TASK TO CARRY OUT | When you reproduce the entries below, keep each one exact and drop any pictures.

[[ PROVIDED DATA, beginning ]]

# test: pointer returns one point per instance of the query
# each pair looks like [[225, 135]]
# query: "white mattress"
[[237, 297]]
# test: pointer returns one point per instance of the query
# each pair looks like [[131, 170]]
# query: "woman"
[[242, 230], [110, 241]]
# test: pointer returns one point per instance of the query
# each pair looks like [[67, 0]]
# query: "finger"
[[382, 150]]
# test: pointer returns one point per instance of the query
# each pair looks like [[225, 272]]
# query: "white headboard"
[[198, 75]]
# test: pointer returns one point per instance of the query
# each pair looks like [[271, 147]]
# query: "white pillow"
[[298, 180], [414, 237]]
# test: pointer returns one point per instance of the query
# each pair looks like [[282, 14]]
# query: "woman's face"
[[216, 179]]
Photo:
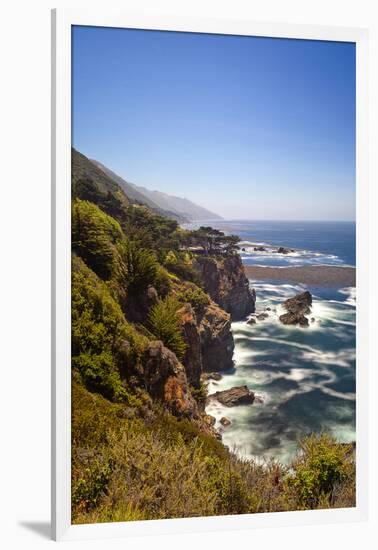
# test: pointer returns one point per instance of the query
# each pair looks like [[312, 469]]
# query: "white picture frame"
[[62, 21]]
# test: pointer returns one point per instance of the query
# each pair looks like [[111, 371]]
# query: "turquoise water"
[[306, 377]]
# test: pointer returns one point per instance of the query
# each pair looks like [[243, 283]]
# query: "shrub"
[[164, 323], [321, 465], [105, 348], [94, 237], [100, 374], [141, 267]]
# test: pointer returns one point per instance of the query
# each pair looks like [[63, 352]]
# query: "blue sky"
[[251, 128]]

[[ PROVIDED DATA, end ]]

THE COMPLETED TASK |
# test: pointer returns one point per instance of the query
# each pair looks like [[225, 135]]
# query: "white mattress"
[[237, 297]]
# test: pointer returns one point per instance of the query
# each pair looks like [[131, 170]]
# query: "woman"
[[242, 230], [110, 241]]
# test: pointer returns one point per instance of the query
# each pair looks like [[67, 0]]
# query: "finger"
[[382, 150]]
# test: pointer returns one point per instance of the query
# each pair looks like [[225, 272]]
# query: "white headboard"
[[198, 75]]
# test: pointer returns one point per instance of the query
# each pair looks like [[271, 147]]
# query: "white pillow"
[[298, 180], [414, 237]]
# test: pointer returns one point per instance of the query
# each pair looks like [[282, 14]]
# query: "woman's face"
[[216, 179]]
Photo:
# test: pointer returns one point per instance of the query
# each pair looks like [[312, 469]]
# query: "white picture frame"
[[62, 21]]
# test: pointer returns one point per instance of the query
# each pair looks like [[111, 371]]
# query: "turquoise water"
[[306, 377]]
# test: pointer returns one point per instance of the query
# each pair looks like [[243, 283]]
# query: "shrub"
[[164, 323], [321, 465], [105, 348], [94, 237], [100, 374], [141, 267]]
# test: pointer returns one point per instance of the query
# each pair looks like [[63, 352]]
# query: "blue sky"
[[251, 128]]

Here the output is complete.